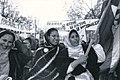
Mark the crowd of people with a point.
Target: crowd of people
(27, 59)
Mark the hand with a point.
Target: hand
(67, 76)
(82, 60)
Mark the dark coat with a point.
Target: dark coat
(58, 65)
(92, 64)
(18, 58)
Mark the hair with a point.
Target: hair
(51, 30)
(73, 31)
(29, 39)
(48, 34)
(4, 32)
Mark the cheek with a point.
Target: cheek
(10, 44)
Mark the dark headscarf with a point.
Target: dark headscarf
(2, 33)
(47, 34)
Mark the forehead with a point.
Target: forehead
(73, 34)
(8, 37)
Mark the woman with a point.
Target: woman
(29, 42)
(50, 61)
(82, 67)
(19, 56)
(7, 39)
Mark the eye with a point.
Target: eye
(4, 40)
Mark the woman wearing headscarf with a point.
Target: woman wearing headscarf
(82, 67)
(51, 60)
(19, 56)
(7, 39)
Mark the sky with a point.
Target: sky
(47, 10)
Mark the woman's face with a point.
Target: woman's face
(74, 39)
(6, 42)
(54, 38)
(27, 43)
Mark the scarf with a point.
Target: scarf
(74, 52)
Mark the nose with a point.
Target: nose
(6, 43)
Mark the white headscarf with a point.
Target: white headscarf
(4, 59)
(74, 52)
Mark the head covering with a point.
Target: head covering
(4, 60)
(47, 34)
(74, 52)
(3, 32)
....
§ **Work to complete**: Copy all the material word for word, minus its pictures.

§ **Reply**:
Mark the crowd of people with a point.
Target: crowd of people
(27, 59)
Mark the hand with a point.
Target: hand
(67, 76)
(82, 60)
Mark the dark coat with a point.
Target: dark coat
(58, 65)
(92, 64)
(18, 58)
Mark the hair with a point.
Target: hair
(51, 30)
(73, 31)
(29, 39)
(48, 34)
(4, 32)
Mark the cheek with a point.
Target: cheek
(10, 44)
Mark the dark headscarf with a point.
Target: dark headscarf
(2, 33)
(47, 34)
Mark the forehead with a point.
Target: forehead
(73, 34)
(8, 37)
Mark the woman with a point.
Target: woman
(29, 42)
(50, 61)
(82, 67)
(19, 56)
(7, 39)
Mark the eye with a point.
Target: eye
(4, 40)
Mark the woman wearing headscarf with a point.
Target: woman wearing headscarf
(82, 67)
(51, 60)
(19, 56)
(7, 39)
Mark the sky with a point.
Target: sky
(47, 10)
Mark the woman's face with a point.
Target: woman's face
(74, 39)
(6, 42)
(54, 38)
(27, 43)
Mark the scarf with a point.
Target: scarf
(74, 52)
Mark the nose with a point.
Target: nose
(6, 43)
Mark the white headscarf with a point.
Target: white headscarf
(4, 59)
(74, 52)
Mark the head covering with a point.
Target: head covering
(4, 60)
(47, 34)
(74, 52)
(3, 32)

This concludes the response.